**WHAT THE TASK REQUIRES:** Quote the article about health disparities in Los Angeles County in full, word for word.

**EXTRACT:**
☆ ☆ ☆ ☆ ☆ ☆ ☆

Advertisement

Wide Ethnic Health Disparities Found in County

Share
TIMES STAFF WRITER

The remarkable diversity of Los Angeles County has been quantified in many ways. Add another: the health of its residents.

A new portrait of the county’s health, issued last week by the county Department of Health Services, makes clear that Angelenos live and die in ways that vary widely by race, ethnicity and lifestyle.

Whites, Asian Americans and African Americans are twice as likely as Latinos to suffer from heart disease, for instance. Asian Americans and Pacific Islanders are more than seven times as likely as whites to have tuberculosis. Latinos are almost three times as likely as whites to think their health is only “fair” or “poor.”

Advertisement

These disparate bits of information, and many more, have been assembled from a variety of studies conducted over the last several years to form “The Health of Angelenos,” the department’s report, which its authors hope will serve as a blueprint for attacking the county’s health problems.

“This isn’t information to ooh and aah at alone,” said Dr. Jonathan Fielding, the county’s health officer and director of public health. “It’s information to take action on.”

He said the report was important--not because the data in it were new or necessarily groundbreaking, but because the document brought together for the first time a wealth of information about the state of county residents’ health.

Fielding said he hoped the report would “basically encourage everybody who’s concerned about this to take a very broad view about what determines health.”

☆ ☆ ☆ ☆ ☆ ☆ ☆

(Dataset entries)
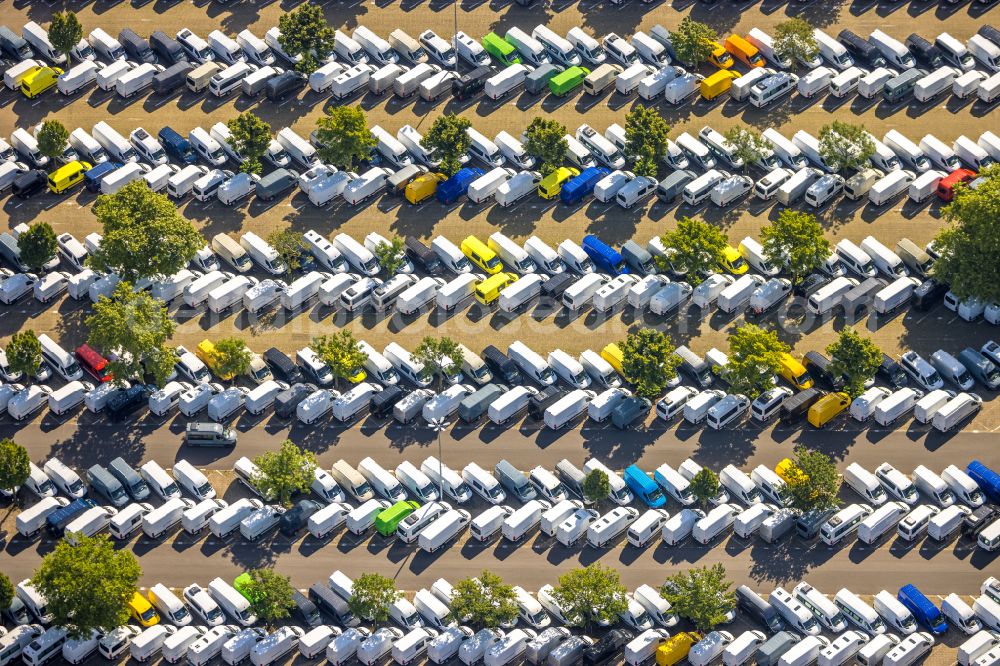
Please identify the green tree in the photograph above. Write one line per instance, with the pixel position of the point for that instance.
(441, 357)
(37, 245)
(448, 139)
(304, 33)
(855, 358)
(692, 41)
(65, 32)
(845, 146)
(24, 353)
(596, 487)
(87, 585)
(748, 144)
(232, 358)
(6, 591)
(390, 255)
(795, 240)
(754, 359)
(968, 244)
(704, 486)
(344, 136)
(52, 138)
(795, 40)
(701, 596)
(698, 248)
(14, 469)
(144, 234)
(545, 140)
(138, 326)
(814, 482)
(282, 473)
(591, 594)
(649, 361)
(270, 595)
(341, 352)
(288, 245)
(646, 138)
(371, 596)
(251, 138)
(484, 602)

☆ ☆ ☆ ☆ ☆ ☆ ☆

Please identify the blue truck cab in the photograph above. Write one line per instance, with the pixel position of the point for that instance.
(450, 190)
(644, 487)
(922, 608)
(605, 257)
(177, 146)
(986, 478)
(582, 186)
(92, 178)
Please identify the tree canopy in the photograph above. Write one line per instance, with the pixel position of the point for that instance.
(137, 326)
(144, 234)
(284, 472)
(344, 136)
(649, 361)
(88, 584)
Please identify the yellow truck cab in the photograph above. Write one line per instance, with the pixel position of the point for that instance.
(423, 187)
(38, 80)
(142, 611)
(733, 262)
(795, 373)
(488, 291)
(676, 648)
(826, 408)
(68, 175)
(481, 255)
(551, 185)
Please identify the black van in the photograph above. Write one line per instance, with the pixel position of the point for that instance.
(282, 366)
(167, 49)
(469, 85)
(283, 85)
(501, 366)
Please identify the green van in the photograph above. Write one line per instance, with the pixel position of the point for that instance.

☆ ☆ ☆ ☆ ☆ ☆ ☆

**EXERCISE RESPONSE:**
Advertisement

Wide Ethnic Health Disparities Found in County

Share
TIMES STAFF WRITER

The remarkable diversity of Los Angeles County has been quantified in many ways. Add another: the health of its residents.

A new portrait of the county’s health, issued last week by the county Department of Health Services, makes clear that Angelenos live and die in ways that vary widely by race, ethnicity and lifestyle.

Whites, Asian Americans and African Americans are twice as likely as Latinos to suffer from heart disease, for instance. Asian Americans and Pacific Islanders are more than seven times as likely as whites to have tuberculosis. Latinos are almost three times as likely as whites to think their health is only “fair” or “poor.”

Advertisement

These disparate bits of information, and many more, have been assembled from a variety of studies conducted over the last several years to form “The Health of Angelenos,” the department’s report, which its authors hope will serve as a blueprint for attacking the county’s health problems.

“This isn’t information to ooh and aah at alone,” said Dr. Jonathan Fielding, the county’s health officer and director of public health. “It’s information to take action on.”

He said the report was important--not because the data in it were new or necessarily groundbreaking, but because the document brought together for the first time a wealth of information about the state of county residents’ health.

Fielding said he hoped the report would “basically encourage everybody who’s concerned about this to take a very broad view about what determines health.”